§ **Exercise input**
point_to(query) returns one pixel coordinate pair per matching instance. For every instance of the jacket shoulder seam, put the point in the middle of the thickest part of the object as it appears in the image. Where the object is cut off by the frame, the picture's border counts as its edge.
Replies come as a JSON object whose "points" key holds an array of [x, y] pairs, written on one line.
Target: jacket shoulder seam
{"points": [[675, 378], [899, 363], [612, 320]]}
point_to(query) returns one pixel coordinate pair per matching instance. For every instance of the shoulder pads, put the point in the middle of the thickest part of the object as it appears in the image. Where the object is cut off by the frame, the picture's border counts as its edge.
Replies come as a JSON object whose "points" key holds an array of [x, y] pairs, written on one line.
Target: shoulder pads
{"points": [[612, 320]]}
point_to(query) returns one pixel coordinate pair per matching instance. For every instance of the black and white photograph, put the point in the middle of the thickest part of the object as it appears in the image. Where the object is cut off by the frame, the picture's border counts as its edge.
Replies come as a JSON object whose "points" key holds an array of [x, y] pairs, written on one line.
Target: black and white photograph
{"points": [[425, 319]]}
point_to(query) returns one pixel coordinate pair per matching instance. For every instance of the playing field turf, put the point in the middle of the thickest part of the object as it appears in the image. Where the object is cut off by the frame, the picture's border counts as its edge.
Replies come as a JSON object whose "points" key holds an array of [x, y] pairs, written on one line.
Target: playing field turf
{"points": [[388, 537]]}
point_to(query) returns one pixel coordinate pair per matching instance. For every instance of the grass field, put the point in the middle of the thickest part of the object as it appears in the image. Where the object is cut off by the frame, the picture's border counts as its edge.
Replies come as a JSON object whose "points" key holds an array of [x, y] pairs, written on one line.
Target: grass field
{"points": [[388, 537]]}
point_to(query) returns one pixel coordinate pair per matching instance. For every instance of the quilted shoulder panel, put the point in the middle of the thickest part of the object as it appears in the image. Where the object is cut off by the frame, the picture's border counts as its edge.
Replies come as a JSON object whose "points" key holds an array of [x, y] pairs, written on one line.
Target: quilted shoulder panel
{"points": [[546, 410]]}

§ **Brief**
Recast the lines above as a numbered list, omitting any blank lines.

§ **Right answer**
1. point_to(query) returns one pixel coordinate pair per matching instance. For every instance of the jacket shoulder seam, put the point in the middle of the thickest part of the object as it appears in the image. Where the object is cut off by the frame, the picture's border counts as its edge.
2. Replies come as a JSON object whose "points" key holds an array of [x, y] pairs, written on one line.
3. Target: jacket shoulder seam
4. {"points": [[675, 378], [899, 363], [612, 320]]}
5. point_to(query) returns one pixel coordinate pair per matching instance. For every instance of the shoulder pads, put the point in the middle of the thickest part of the object as it appears in the image. Where the object is cut off by the frame, the picture's border counts as its edge.
6. Replies come as a JSON object whose "points" key holds an array of [x, y] pairs, written on one line.
7. Target: shoulder pads
8. {"points": [[612, 320]]}
9. point_to(query) returns one pixel coordinate pair per matching instance. For every instance of the black and white photograph, put the point in the middle of the thickest part of the object as it appears in the image. Where the object is cut off by the frame, the picture's border counts as its edge.
10. Replies come as a JSON object whose "points" key holds an array of [x, y] pairs, written on one line.
11. Target: black and white photograph
12. {"points": [[425, 319]]}
13. point_to(query) returns one pixel coordinate pair per matching instance. For every instance of the playing field turf, put the point in the middle of the thickest part of the object as it appears in the image. Where the object is cut off by the frame, the picture's border counts as its edge.
14. Replies come as a JSON object whose "points" key holds an array of [x, y] pairs, written on one line.
15. Target: playing field turf
16. {"points": [[388, 537]]}
17. point_to(query) returns one pixel coordinate pair per matching instance. For every instance of the grass field, put the point in the middle of the thickest part of the object as it appears in the image. Where the object is cut off by the frame, the picture's border counts as its edge.
18. Replies come as a JSON object whose "points" key holds an array of [x, y] pairs, written on one line.
19. Target: grass field
20. {"points": [[388, 537]]}
21. point_to(query) returns one pixel coordinate pair per matching instance. For every instance of the quilted shoulder panel, put the point in the middle of the thickest part of the object as it appears in the image. Where the object is cut off by the frame, the picture's border counts as its edge.
22. Replies come as a JSON object whose "points" key holds an array of [x, y] pairs, written on one line.
23. Target: quilted shoulder panel
24. {"points": [[546, 410]]}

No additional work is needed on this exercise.